- WHAT IS ASKED:
Using the extract on the Jupiter and Lighthouse investments, explain in one to three sentences why earnings from these investments are recognized one quarter in arrears.

Jupiter is governed by an amended and restated limited liability company agreement, dated July 1, 2020, by and among Jupiter, one of our subsidiaries and a subsidiary of the project sponsor, and contains customary terms and conditions. We own 100% of the Class A Units in Jupiter corresponding to 49% of the distributions from Jupiter subject to the preferences discussed below. Most major decisions that may impact Jupiter, its subsidiaries or its assets, require the majority vote of a four person committee on which we and the project sponsor each have two representatives. Through Jupiter, we will be entitled to preferred distributions until certain return targets are achieved. Once these return targets are achieved, distributions will be allocated approximately 33% to us and approximately 67% to the sponsor. We and the sponsor each have a right of first offer if the other party desires to transfer any of its equity ownership to a third party on or after July 1, 2023. We use the equity method of accounting to account for our preferred equity interest in Jupiter, and have elected to recognize earnings from this investment one quarter in arrears to allow for the receipt of financial information.
Lighthouse Renewables Portfolio
We have entered into certain agreements relating to the acquisition, ownership and management of approximately $870 million in preferred cash equity investments in four partnerships (the “Lighthouse Partnerships”) that expect to own cash equity interests in an approximately 1.6 gigawatt portfolio of onshore wind, utility-scale solar and solar-plus-storage projects (the “Renewables Portfolio”) developed and managed by the project sponsor. We have made initial investments in the preferred cash equity interests of the Lighthouse Partnerships of approximately $423 million through June 30, 2022, and additional investments are expected to be made as the projects become commercially operational. The Renewables Portfolio currently has contracted cash flows with a combined weighted average contract life of greater than 14 years with a diversified group of predominately investment grade corporate, utility, university and municipal offtakers.
Each of the Lighthouse Partnerships are or will be governed by a limited liability company agreement between us and the sponsor serving as managing member and contain customary terms and conditions. Most major decisions that may impact each of the Lighthouse Partnerships, its subsidiaries or its assets, require a unanimous vote of the representatives present at a meeting of a review committee in which a quorum is present. The review committee is a four person committee, which includes two of our representatives and two sponsor representatives. Through each Lighthouse Partnership, commencing on a certain date following the effective date of the applicable limited liability company agreement, we will be entitled to preferred distributions until certain return targets of the Renewables Portfolio are achieved. Subject to customary exceptions, no member of a Lighthouse Partnership can transfer any of its equity ownership in any Lighthouse Partnership to a third party without approval of the review committee of that Lighthouse Partnership. We use the equity method of accounting to account for our preferred equity interest in each Lighthouse Partnership, and have elected to recognize earnings from this investment one quarter in arrears to allow for the receipt of financial information.

- DATA BLOCK:
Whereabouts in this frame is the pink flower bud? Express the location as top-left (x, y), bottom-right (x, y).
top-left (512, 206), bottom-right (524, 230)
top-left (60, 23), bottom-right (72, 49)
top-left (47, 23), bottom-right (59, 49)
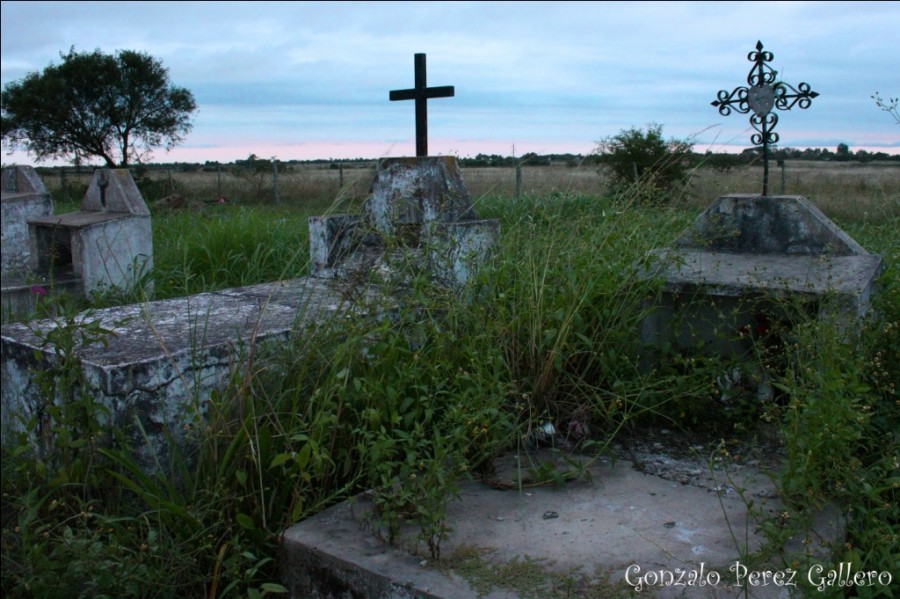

- OUTPUT OF THE TASK:
Earnings from the preferred equity interests in Jupiter and in each Lighthouse Partnership are recognized one quarter in arrears to allow for the receipt of financial information.